**Given task 1**
Give back, word for word, the stretch of the libel award text from "Following just over" through "a road accident.".
**Given task 2**
Return every line of the records that contains the word "court".

+++ Reading text +++

From the Irish Times report:

"THE HIGHEST libel award in the history of the State has been made to Donal Kinsella, who sued his former employer Kenmare Resources, claiming he was defamed by a press release it sent out.
Following just over three hours of deliberation yesterday, the jury of seven men and four women awarded him €9 million in compensatory damages and €1 million in aggravated damages. The press release concerned an incident in Mozambique, where they were attending a board meeting, when Mr Kinsella sleep-walked naked into the bedroom of the company secretary, Deirdre Corcoran. The release said he was being asked to resign from the company’s audit committee and referred to an “incident”.

The fact that the Judge only safeguarded €500k of the award tells it's own tale.
 
The Indo describes John Kierans, editor of the Irish Daily Mail where the offending press release was issued, as a "lifelong friend of Mr Kinsella"
 
The jury do decide on the award. I sat on a jury of 2 ladies and the rest man.
The lady making the claim had small scars on her shoulder and a few on her legs following a road accident.
She was awarded €15,000 for her suffering and expenses. The jury started off with one man saying she needed €100,000, a majority agreed. When I and two other men asked how they arrived at that figure they said that the papers had information about similar amounts every day.
We then started to access how we might decide on the award and following some sensible discussions we arrived at the figure awarded. We learned after the court that the insurance company had offered €25,000.
We as a jury were ignorant of the law and its workings. We were given no guidelines as to how to arrive at a figure.
One thing that swayed the decision was that the lady made much of her marks on her shoulder and legs and insisted in court that the jury see them. We saw little evidence of marks.
I feel strongly some guidance should be given to juries. I felt totally inadequate to decide on a figure.

+++ Input records +++

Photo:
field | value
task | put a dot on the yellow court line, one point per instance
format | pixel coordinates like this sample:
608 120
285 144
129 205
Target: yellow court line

+++
+++ Input records +++

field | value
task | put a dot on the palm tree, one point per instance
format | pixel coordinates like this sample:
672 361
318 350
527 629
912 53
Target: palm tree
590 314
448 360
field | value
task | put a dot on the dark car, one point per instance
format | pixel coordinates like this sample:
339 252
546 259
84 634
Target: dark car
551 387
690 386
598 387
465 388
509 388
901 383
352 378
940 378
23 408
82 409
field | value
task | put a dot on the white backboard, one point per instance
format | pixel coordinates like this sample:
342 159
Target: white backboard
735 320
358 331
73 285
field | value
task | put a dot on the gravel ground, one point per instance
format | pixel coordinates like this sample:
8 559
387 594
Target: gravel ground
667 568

+++
+++ Input records +++

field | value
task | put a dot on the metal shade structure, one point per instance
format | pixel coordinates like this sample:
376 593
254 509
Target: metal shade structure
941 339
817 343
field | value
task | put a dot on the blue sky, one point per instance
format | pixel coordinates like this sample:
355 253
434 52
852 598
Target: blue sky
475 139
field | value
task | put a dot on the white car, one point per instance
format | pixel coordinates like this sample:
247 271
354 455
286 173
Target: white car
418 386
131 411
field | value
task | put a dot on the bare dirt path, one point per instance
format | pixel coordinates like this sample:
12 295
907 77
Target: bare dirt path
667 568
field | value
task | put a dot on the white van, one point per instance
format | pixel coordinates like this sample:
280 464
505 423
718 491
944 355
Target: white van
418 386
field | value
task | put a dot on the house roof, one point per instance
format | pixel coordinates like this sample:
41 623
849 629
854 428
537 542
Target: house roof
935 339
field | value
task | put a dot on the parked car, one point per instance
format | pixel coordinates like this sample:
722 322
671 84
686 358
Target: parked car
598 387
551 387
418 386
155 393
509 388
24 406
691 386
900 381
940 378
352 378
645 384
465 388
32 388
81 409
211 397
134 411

+++

**Full output 1**
Following just over three hours of deliberation yesterday, the jury of seven men and four women awarded him €9 million in compensatory damages and €1 million in aggravated damages. The press release concerned an incident in Mozambique, where they were attending a board meeting, when Mr Kinsella sleep-walked naked into the bedroom of the company secretary, Deirdre Corcoran. The release said he was being asked to resign from the company’s audit committee and referred to an “incident”.

The fact that the Judge only safeguarded €500k of the award tells it's own tale.
 
The Indo describes John Kierans, editor of the Irish Daily Mail where the offending press release was issued, as a "lifelong friend of Mr Kinsella"
 
The jury do decide on the award. I sat on a jury of 2 ladies and the rest man.
The lady making the claim had small scars on her shoulder and a few on her legs following a road accident.

**Full output 2**
task | put a dot on the yellow court line, one point per instance
Target: yellow court line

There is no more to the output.